**PROVIDED PASSAGE:**
## Start
When the single well production is zero, the maximum available injection well and production well angles α₀ and β₀ can be obtained using the following equation:

$$H_e-H_w-\lambda \omega d\frac{\sin \alpha +\sin \beta }{\sin (\alpha +\beta )}=0$$

(17)

It is considered that α₀ ≤ α_m, so the upper limit of the integral of Equation (14) is:

$$\alpha =\min \left\{{\alpha }_0,{\alpha }_m\right\}$$

(18)

The single well output of the rectangular well network is:

$$Q_o=8q_o$$

(19)

The effective utilization coefficient is:

$$eff=\tan \alpha$$

(20)

The above is the calculation of the production rate and effective utilization coefficient without considering fracturing. When considering fracturing, first use a quarter of one well network for the partition calculation. The principle of the partition is to keep the partition unit consistent with the actual streamline situation. Based on this, a quarter of the well network is divided into three parts (Figure 11 and Figure 12).

For Zone 1 and Zone 2, the calculation method is the same as that before fracturing. For Zone 3, the equation for calculating the production rate is:

$$q_{Ⅲ}={\displaystyle {\int }_0^l\frac{kh\left(H_{w2}-H_{w1}-\lambda d_l\right)}{\frac{\ln m}{m-1}{d}_l}dl}$$

(21)

By substituting the required physical property parameter conditions (as shown in Figure 13), the production rate and effective utilization coefficient can be calculated.

3.3. Results and Discussion

Taking a rectangular well network as an example, when the permeabilities are 0.12 mD, 0.30 mD, and 0.53 mD; the distance between the injection and production wells is 150 m; the injection well pressure is 25 MPa; the bubble point pressure is 10.7 MPa; the reservoir thickness is 5 m; μ = 1.23 mPa∙s; the calculation results are as follows.
## End
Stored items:
## Start
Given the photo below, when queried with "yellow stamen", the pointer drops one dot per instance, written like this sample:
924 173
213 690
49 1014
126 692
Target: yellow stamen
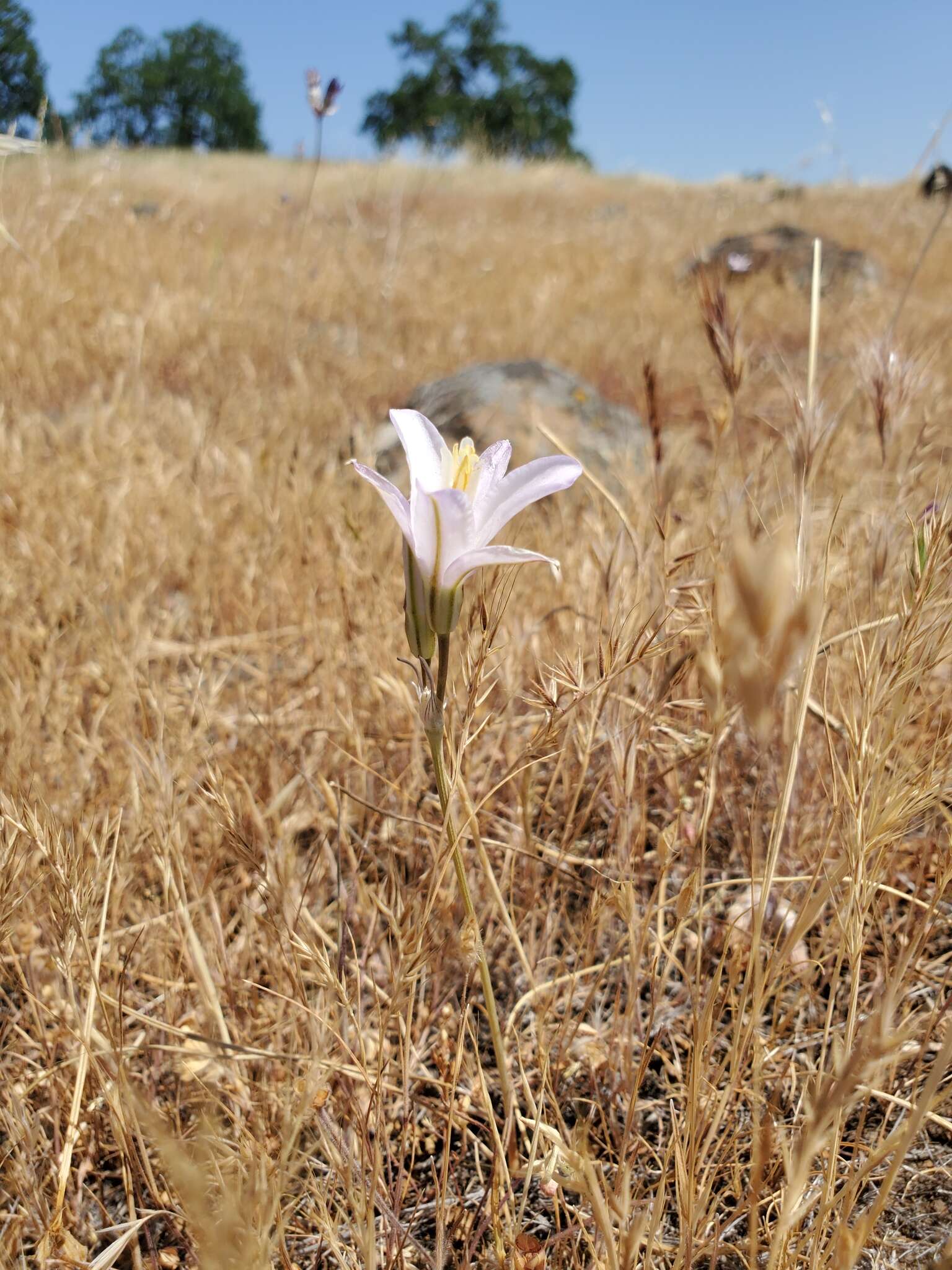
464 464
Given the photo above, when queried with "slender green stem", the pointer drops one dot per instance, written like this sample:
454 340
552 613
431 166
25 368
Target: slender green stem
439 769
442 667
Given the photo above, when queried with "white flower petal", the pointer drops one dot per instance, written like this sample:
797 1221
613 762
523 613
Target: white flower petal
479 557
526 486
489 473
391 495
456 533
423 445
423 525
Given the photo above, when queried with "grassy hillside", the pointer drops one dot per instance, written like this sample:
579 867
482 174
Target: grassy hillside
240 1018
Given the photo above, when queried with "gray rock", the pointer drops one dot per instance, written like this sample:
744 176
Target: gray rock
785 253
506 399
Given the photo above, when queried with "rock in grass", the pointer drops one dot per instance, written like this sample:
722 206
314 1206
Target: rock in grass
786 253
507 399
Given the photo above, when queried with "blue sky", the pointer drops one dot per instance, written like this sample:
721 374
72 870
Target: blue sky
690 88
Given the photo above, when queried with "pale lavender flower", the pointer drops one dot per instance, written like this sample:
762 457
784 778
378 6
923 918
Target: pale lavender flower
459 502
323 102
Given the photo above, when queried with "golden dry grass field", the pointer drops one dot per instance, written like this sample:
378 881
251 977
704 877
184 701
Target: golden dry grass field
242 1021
## End
Answer these questions from the well network excerpt.
1. What is the effective utilization coefficient equal to?
2. When fracturing is considered, into how many parts is a quarter of the well network divided?
3. What distance between the injection and production wells does the rectangular well network example use?
Base your answers only on the well network excerpt.

**REPLY:**
1. The tangent of α (eff = tan α).
2. Three parts.
3. 150 m.